== Exercise inputs ==
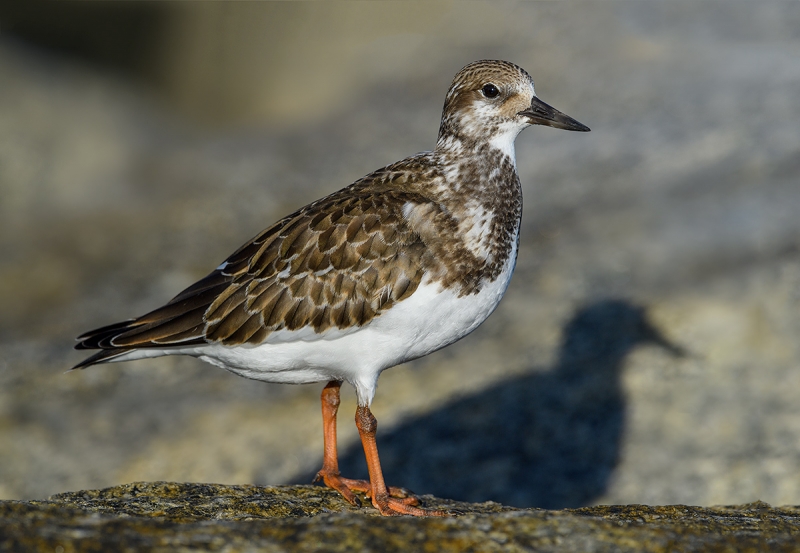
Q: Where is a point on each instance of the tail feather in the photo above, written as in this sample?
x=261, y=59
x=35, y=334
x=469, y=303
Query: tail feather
x=102, y=356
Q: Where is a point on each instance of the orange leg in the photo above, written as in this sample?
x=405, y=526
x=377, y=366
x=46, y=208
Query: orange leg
x=382, y=499
x=329, y=473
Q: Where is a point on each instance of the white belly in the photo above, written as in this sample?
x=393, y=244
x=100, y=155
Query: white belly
x=429, y=320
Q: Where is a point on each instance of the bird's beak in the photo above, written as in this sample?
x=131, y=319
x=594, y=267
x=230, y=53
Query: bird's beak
x=541, y=113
===
**Stated exercise**: Convert the entries into a JSON list of strings, starting at the line that contains "Q: Where is a point on each instance of the orange" and ending with the last line of the entries. Use one string per line and leave out blank lines.

**Final result**:
[
  "Q: Where is a point on each instance of the orange leg in the photo above, written as in this sample?",
  "x=405, y=526",
  "x=377, y=366",
  "x=46, y=208",
  "Query: orange leg",
  "x=382, y=499",
  "x=329, y=473",
  "Q: Where is a point on each instance of the white belly in the photo above, written as in this sample?",
  "x=393, y=244",
  "x=100, y=155",
  "Query: white belly",
  "x=429, y=320",
  "Q: Where is a point on each instance of the bird's beak in the photo above, written as in this sample?",
  "x=131, y=319",
  "x=594, y=267",
  "x=230, y=53",
  "Query: bird's beak",
  "x=541, y=113"
]